### Exercise description
All of the material below is to be retyped exactly.

───── Record extracts ─────

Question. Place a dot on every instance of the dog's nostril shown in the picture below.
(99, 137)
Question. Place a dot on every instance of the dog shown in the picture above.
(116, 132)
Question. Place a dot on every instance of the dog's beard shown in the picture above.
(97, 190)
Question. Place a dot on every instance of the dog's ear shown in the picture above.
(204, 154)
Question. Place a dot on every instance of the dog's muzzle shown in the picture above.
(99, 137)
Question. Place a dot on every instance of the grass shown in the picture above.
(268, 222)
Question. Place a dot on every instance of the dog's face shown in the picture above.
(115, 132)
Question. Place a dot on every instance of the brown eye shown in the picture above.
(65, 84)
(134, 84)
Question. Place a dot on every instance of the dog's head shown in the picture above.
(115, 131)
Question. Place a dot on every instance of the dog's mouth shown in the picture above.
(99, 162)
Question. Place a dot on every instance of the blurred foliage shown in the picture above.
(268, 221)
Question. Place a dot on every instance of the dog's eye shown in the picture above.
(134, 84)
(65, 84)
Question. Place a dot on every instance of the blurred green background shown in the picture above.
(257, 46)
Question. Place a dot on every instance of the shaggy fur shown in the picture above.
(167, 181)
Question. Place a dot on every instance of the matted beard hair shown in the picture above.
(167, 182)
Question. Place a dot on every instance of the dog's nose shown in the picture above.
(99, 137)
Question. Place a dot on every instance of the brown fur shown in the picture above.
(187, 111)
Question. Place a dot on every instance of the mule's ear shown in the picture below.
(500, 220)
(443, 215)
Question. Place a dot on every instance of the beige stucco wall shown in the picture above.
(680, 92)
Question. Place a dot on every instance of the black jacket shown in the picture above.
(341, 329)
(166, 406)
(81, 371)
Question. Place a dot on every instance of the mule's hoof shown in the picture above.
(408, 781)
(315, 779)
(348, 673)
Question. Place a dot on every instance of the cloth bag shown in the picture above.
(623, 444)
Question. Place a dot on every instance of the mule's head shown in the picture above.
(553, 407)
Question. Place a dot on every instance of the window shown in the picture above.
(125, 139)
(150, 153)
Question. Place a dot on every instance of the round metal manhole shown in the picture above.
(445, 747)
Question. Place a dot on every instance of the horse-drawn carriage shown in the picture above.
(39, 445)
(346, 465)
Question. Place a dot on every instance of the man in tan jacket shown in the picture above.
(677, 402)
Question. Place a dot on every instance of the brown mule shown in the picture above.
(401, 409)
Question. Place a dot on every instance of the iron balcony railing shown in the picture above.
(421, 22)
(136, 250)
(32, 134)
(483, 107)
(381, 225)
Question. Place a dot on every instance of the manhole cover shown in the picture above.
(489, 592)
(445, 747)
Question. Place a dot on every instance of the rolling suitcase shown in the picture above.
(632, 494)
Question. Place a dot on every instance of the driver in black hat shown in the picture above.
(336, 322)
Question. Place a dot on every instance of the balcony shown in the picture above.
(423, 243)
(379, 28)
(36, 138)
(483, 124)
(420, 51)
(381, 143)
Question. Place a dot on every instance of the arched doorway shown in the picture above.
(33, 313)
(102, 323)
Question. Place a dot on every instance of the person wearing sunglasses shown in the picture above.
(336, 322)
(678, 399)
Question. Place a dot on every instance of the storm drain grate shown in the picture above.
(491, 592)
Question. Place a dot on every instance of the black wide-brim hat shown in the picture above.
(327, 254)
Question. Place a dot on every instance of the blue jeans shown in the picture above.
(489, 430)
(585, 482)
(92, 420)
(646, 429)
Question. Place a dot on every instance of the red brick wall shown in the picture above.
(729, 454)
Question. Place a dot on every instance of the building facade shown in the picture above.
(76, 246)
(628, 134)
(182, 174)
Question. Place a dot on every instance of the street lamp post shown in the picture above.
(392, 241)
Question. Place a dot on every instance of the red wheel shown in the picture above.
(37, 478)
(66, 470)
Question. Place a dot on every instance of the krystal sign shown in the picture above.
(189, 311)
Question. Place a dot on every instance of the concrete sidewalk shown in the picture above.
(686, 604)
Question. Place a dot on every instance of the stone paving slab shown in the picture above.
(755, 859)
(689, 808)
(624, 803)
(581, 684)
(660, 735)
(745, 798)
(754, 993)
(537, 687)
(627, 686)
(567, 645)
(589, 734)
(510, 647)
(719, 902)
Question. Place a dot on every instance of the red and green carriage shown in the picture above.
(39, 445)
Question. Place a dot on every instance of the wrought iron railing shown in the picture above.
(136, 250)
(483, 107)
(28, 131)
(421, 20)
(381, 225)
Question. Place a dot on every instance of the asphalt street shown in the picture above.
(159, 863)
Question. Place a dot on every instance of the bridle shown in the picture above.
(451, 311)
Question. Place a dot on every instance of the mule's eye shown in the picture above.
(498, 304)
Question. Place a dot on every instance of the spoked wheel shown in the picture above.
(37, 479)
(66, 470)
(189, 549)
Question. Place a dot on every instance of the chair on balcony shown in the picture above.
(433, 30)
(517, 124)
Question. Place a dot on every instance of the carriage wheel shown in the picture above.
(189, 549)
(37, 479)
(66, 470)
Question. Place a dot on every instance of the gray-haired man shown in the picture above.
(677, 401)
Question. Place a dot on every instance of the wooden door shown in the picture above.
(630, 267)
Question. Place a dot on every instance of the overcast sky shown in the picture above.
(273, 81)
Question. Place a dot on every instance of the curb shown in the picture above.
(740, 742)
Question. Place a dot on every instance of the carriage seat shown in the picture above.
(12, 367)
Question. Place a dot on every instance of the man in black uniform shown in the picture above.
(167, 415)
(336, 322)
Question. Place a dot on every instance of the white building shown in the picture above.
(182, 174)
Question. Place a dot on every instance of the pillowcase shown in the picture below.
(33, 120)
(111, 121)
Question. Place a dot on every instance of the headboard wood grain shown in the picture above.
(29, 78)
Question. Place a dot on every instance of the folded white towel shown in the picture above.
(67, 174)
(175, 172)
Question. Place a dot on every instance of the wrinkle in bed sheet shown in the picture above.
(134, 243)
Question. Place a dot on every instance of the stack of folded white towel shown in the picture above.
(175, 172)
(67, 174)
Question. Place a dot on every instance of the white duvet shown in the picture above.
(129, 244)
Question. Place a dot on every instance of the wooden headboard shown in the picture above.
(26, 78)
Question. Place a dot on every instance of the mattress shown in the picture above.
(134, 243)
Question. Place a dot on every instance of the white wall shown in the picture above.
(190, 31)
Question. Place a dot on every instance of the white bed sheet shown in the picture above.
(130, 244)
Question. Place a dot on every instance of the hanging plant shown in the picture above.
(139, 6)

─────

### Answer to this problem
Question. Place a dot on every instance of the dog's nostril shown in the picture below.
(99, 137)
Question. Place a dot on every instance of the dog shown in the picture above.
(116, 132)
Question. Place a dot on every instance of the dog's beard shown in the picture above.
(97, 190)
Question. Place a dot on every instance of the dog's ear shown in the picture above.
(204, 154)
Question. Place a dot on every instance of the dog's muzzle shown in the picture above.
(99, 137)
Question. Place a dot on every instance of the grass shown in the picture above.
(268, 222)
Question. Place a dot on every instance of the dog's face shown in the picture above.
(115, 132)
Question. Place a dot on every instance of the brown eye shown in the picture above.
(65, 84)
(134, 84)
Question. Place a dot on every instance of the dog's head shown in the picture above.
(115, 131)
Question. Place a dot on every instance of the dog's mouth shown in the picture above.
(99, 162)
Question. Place a dot on every instance of the blurred foliage shown in the picture above.
(268, 221)
Question. Place a dot on every instance of the dog's eye shown in the picture above.
(134, 84)
(65, 84)
Question. Place a dot on every instance of the blurred green background shown in the picture above.
(257, 46)
Question. Place a dot on every instance of the shaggy fur shown in the picture above.
(167, 181)
Question. Place a dot on every instance of the matted beard hair shown in the picture above.
(167, 182)
Question. Place a dot on every instance of the dog's nose shown in the picture above.
(99, 137)
Question. Place a dot on every instance of the brown fur shown in the picture above.
(187, 111)
Question. Place a dot on every instance of the mule's ear shown in the picture below.
(500, 220)
(443, 215)
Question. Place a dot on every instance of the beige stucco wall shown in the picture above.
(680, 92)
Question. Place a dot on every instance of the black jacket shown in the picture above.
(341, 329)
(166, 406)
(81, 371)
Question. Place a dot on every instance of the mule's hoof shown in the picture above.
(408, 781)
(315, 779)
(348, 673)
Question. Place a dot on every instance of the cloth bag shown in the picture above.
(623, 444)
Question. Place a dot on every instance of the mule's head shown in the picture above.
(553, 407)
Question. Place a dot on every instance of the window shown in the picture above.
(125, 139)
(150, 153)
Question. Place a dot on every instance of the round metal manhole shown in the picture above.
(445, 747)
Question. Place a dot on every instance of the horse-drawn carriage shown in the picture above.
(39, 445)
(346, 465)
Question. Place a dot on every instance of the man in tan jacket shown in the picture above.
(677, 402)
Question. Place a dot on every instance of the brown mule shown in the picture above.
(401, 409)
Question. Place a dot on every instance of the iron balcony railing shown in the picture above.
(421, 22)
(136, 250)
(32, 134)
(483, 107)
(381, 225)
Question. Place a dot on every instance of the manhole cover shown in the picture above.
(489, 592)
(445, 747)
Question. Place a dot on every instance of the rolling suitcase shown in the picture above.
(632, 494)
Question. Place a dot on every instance of the driver in black hat shown in the picture above.
(336, 322)
Question. Place a dot on every instance of the balcony shown in the picture above.
(423, 243)
(379, 28)
(36, 138)
(483, 124)
(420, 51)
(381, 143)
Question. Place a dot on every instance of the arched doorway shown in the picture above.
(33, 313)
(102, 323)
Question. Place a dot on every instance of the person wearing sunglasses shown in the picture above.
(336, 322)
(678, 399)
Question. Place a dot on every instance of the storm drain grate shown in the picture above.
(491, 592)
Question. Place a dot on every instance of the black wide-brim hat shown in the picture above.
(327, 254)
Question. Place a dot on every instance of the blue jeans shown in the picture above.
(489, 430)
(585, 482)
(92, 420)
(646, 429)
Question. Place a dot on every instance of the red brick wall shown in the picture above.
(729, 454)
Question. Place a dot on every instance of the building facade shown in the picture above.
(76, 246)
(628, 134)
(182, 174)
Question. Place a dot on every instance of the street lamp post shown in the picture above.
(392, 241)
Question. Place a dot on every instance of the red wheel shown in the picture above.
(37, 478)
(66, 470)
Question. Place a dot on every instance of the krystal sign shown in the picture above.
(189, 311)
Question. Place a dot on every instance of the concrete sidewalk shown in the picture above.
(686, 604)
Question. Place a dot on every instance of the stone paving slab shown in the picture above.
(755, 859)
(689, 808)
(624, 803)
(581, 684)
(660, 735)
(745, 798)
(754, 993)
(537, 687)
(627, 686)
(567, 645)
(589, 734)
(510, 647)
(719, 902)
Question. Place a dot on every instance of the red and green carriage shown in the picture above.
(39, 445)
Question. Place a dot on every instance of the wrought iron railing shown in the picture above.
(136, 250)
(483, 107)
(28, 131)
(421, 20)
(381, 225)
Question. Place a dot on every instance of the asphalt street shown in the picture above.
(159, 863)
Question. Place a dot on every instance of the bridle shown in the picture above.
(451, 311)
Question. Place a dot on every instance of the mule's eye shown in the picture above.
(498, 304)
Question. Place a dot on every instance of the spoked wheel shown in the picture above.
(37, 479)
(66, 470)
(189, 549)
Question. Place a dot on every instance of the chair on balcony shown in the picture above.
(433, 30)
(517, 124)
Question. Place a dot on every instance of the carriage wheel shown in the picture above.
(189, 549)
(37, 479)
(66, 470)
Question. Place a dot on every instance of the gray-haired man shown in the picture above.
(677, 401)
Question. Place a dot on every instance of the wooden door shown in the picture above.
(630, 267)
Question. Place a dot on every instance of the overcast sky shown in the picture above.
(273, 81)
Question. Place a dot on every instance of the curb shown in the picture above.
(740, 742)
Question. Place a dot on every instance of the carriage seat shown in the picture above.
(12, 367)
Question. Place a dot on every instance of the man in black uniform shown in the picture above.
(167, 415)
(336, 322)
Question. Place a dot on every instance of the white building shown in the picture above.
(182, 174)
Question. Place a dot on every instance of the pillowcase shown in the picture below.
(33, 120)
(111, 121)
Question. Place a dot on every instance of the headboard wood grain shown in the picture above.
(29, 78)
Question. Place a dot on every instance of the folded white towel shown in the picture above.
(67, 174)
(175, 172)
Question. Place a dot on every instance of the wrinkle in bed sheet shown in the picture above.
(134, 243)
Question. Place a dot on every instance of the stack of folded white towel shown in the picture above.
(175, 172)
(67, 174)
Question. Place a dot on every instance of the white duvet shown in the picture above.
(129, 244)
Question. Place a dot on every instance of the wooden headboard shown in the picture above.
(26, 78)
Question. Place a dot on every instance of the mattress shown in the picture above.
(134, 243)
Question. Place a dot on every instance of the white wall shown in the picture above.
(190, 31)
Question. Place a dot on every instance of the white bed sheet shown in the picture above.
(130, 244)
Question. Place a dot on every instance of the hanging plant shown in the picture above.
(139, 6)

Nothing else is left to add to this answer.